*Text provided*.
——————————

I am Priya, Operator, Chaklapalli, Thally Block, Hosur

Chaklapalli is a beautiful village far from the hustle and bustle of Hosur, burst with roses, the horticulture farms that exports flowers to markets and perfumeries in Europe. Valentine’s day promises good business in this part of rural Tamil Nadu. A bus drive takes you through the picturesque setting and weather that is reminiscent of a hill station.

Here, the Sarvajal plant was operational on February 8, 2019. Vishupriya, called fondly as Priya, was identified by the headmaster of the Chaklapalli Government middle school, to take on the role of the operator. She hails from a humble background. Her father works as the person who gives water from the panchayat, a duty which fell on priya and her mother as he took to drinking heavily. The duo continues to operate on his behalf.

Priya lives with her parents as she is the younger of the two siblings. Her sister is married. She stopped her studies after 12th due to financial issues, but the school offered her a teaching position and allowed her to pursue her degree. She graduated in Tamil Literature and is currently doing her B.Ed.

Priya was part of the first meeting at the school premises to constitute the village water committee where Sarvajal’s team explained about the project. She was happy that the Operator job was assigned to her. Her colleagues and friends discouraged her, but she felt strongly about doing the work of an Operator. Giving water was what she and her mother did even though her father got into drinking. It was something that allowed her to live a life of dignity.

——————————

*Data section*.
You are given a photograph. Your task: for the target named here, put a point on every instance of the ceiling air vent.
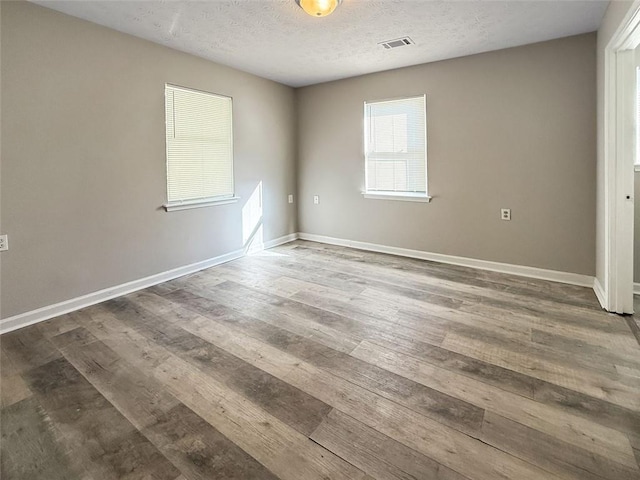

——————————

*Task details*.
List every geographic place name that appears in the profile of Priya. The listing after the profile of Priya is separate material.

*Exercise result*.
Chaklapalli, Thally Block, Hosur, Tamil Nadu, Europe